▶ [Task]
Exclude the images and transcribe the entries below precisely.

▶ [Records for this task]
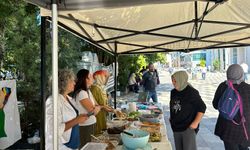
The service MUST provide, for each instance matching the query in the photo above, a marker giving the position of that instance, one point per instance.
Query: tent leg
(116, 61)
(55, 71)
(43, 83)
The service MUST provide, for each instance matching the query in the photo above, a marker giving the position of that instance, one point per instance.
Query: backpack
(230, 104)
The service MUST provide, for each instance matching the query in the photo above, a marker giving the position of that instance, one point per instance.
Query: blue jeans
(153, 95)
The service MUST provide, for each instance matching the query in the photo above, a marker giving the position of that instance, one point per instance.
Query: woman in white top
(86, 104)
(67, 116)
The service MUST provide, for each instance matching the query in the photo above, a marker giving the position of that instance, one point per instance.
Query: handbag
(74, 141)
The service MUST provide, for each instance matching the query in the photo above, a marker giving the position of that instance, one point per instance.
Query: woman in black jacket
(233, 135)
(186, 112)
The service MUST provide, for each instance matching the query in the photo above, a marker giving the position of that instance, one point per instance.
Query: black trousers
(85, 134)
(232, 146)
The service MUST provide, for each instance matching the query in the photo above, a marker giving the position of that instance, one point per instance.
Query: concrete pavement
(206, 140)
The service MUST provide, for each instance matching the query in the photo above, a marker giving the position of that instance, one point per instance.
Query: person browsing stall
(233, 135)
(101, 97)
(86, 104)
(186, 111)
(68, 118)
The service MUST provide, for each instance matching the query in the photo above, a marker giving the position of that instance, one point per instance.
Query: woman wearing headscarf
(100, 95)
(86, 104)
(231, 134)
(186, 111)
(68, 117)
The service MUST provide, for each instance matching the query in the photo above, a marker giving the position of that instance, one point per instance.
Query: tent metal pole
(166, 43)
(83, 37)
(196, 19)
(145, 32)
(55, 72)
(143, 46)
(116, 61)
(42, 80)
(225, 32)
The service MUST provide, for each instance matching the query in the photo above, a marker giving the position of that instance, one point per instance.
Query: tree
(134, 63)
(216, 64)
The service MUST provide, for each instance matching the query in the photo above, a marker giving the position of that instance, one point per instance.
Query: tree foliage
(134, 63)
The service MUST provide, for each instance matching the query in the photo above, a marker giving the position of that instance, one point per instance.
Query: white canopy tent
(146, 26)
(155, 26)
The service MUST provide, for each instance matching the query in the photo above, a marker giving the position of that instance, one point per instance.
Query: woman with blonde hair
(100, 95)
(68, 118)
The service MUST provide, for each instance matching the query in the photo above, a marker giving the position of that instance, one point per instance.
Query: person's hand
(193, 125)
(82, 118)
(97, 109)
(107, 108)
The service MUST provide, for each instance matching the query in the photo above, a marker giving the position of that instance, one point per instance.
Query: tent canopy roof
(142, 26)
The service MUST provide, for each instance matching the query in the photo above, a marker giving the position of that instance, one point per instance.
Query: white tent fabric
(116, 22)
(102, 21)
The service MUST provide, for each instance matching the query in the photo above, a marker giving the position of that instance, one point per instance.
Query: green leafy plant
(216, 64)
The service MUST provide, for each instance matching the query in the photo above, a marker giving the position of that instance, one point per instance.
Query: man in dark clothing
(149, 80)
(186, 112)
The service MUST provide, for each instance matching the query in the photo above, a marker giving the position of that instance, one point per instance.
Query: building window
(199, 56)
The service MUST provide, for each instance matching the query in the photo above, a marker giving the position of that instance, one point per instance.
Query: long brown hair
(81, 83)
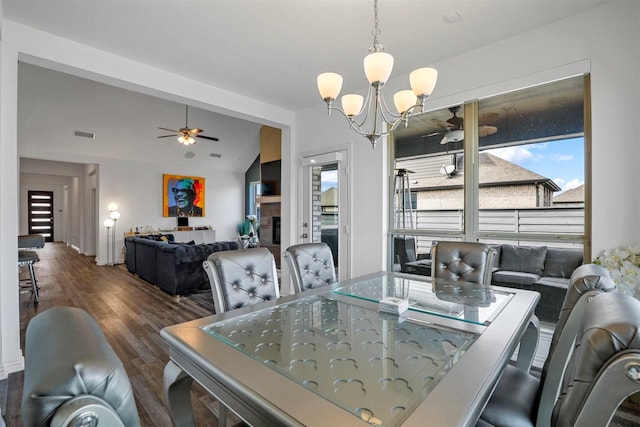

▶ [Answer to this problem]
The service MUST provide, for each instance matching the query in the photo above, a marker giving the position of that instance, one point per instance.
Query: tent leg
(116, 61)
(55, 71)
(43, 83)
The service MUST provide, for each instance matching the query in the photo above, a marker giving the position of that instance, one point per instance.
Query: backpack
(230, 104)
The service MUST provide, for each instance matching the query in the photo above, a marker giving the position of that instance, one point per instance.
Query: blue jeans
(153, 95)
The service MUST provide, for each instance matching the query in the photo above, a marker giving the position of that instance, one point per instance.
Query: woman in white top
(86, 104)
(67, 116)
The service MUST provide, for each instance matching the query in the photo above, a marker giving the position of that instance, one point per instance.
Query: handbag
(74, 141)
The service MUST provide, for each instance matching the query in the photo above, a marker giving the position of that instance, one point per instance.
Query: woman in black jacket
(233, 135)
(186, 112)
The service MUST provide, for each instance matching the query in the photo above, a marker giving the position of that instance, one point per instance.
Query: black trousers
(85, 134)
(232, 146)
The service MUST provide, for each instance matching the query in the photo above, a marker giving the position of that instance, one point per instance.
Query: concrete pavement
(206, 140)
The service MUST provide, for each instance matching the query in the photo above, a marker giving the position of that instance, one point per instance.
Query: person browsing stall
(233, 135)
(101, 97)
(86, 104)
(186, 111)
(68, 118)
The service MUST provide, for each instance matching the query in the photo above, a marker giving the position of that instance, one point per instance.
Query: woman wearing headscarf
(100, 95)
(86, 104)
(231, 134)
(186, 111)
(68, 117)
The service MUST provide, for each instance matching the query in the photo above, a marker giving the position of that instance, one point per instance.
Query: tent metal pole
(166, 43)
(83, 37)
(196, 19)
(145, 32)
(55, 72)
(143, 46)
(116, 61)
(42, 80)
(225, 32)
The service MUST provide, for each instance matching the query in the photo above, a marker giving the position of that instance, one point per instance.
Query: tree
(134, 63)
(216, 64)
The service MUST provide, for each instance matching the query in the photo above, a marker giving the position of that instance, one point per instance.
Query: tree foliage
(134, 63)
The service MUST provide, for each instance matching the query in the photo above, a marker giving the position of that instance, one point per instance.
Query: white canopy tent
(146, 26)
(155, 26)
The service MUST provide, for each instance matching the query in the photo above, a marker giving the position of that instance, one point per instance.
Query: woman with blonde hair
(100, 95)
(68, 118)
The service MUST provide, for each instance matching the query in the photo above, a marker giving the position of that instance, one point per instance.
Query: person's hand
(193, 125)
(82, 118)
(97, 109)
(107, 108)
The service MUST provide, for each instance matching the query in the photo above, a marker giving the position of that instance, one point per instance.
Query: tent canopy roof
(142, 26)
The service MUST provide, for each instance matching the query in the photo above, a marker giving the position of that instance, one point per instance.
Query: white tent fabric
(116, 22)
(102, 21)
The service MUST provide, for each instance matching the query in the photo above, a marker giving the position of that instance, one point per instance.
Query: green leafy plant
(216, 64)
The service MUST provide, for each instance matching the query in the photo above, a marker giving the position of that instance, one point per instance.
Query: man in dark clothing
(149, 80)
(186, 112)
The service MUST provide, for each instance matching the query in the photo above, a marker giving the position of that instance, one point per instance.
Query: building window
(199, 56)
The service MUST provide, for each instance matching the query in the photo above, a marker giving the position of that instance, one point per instance.
Query: long brown hair
(81, 83)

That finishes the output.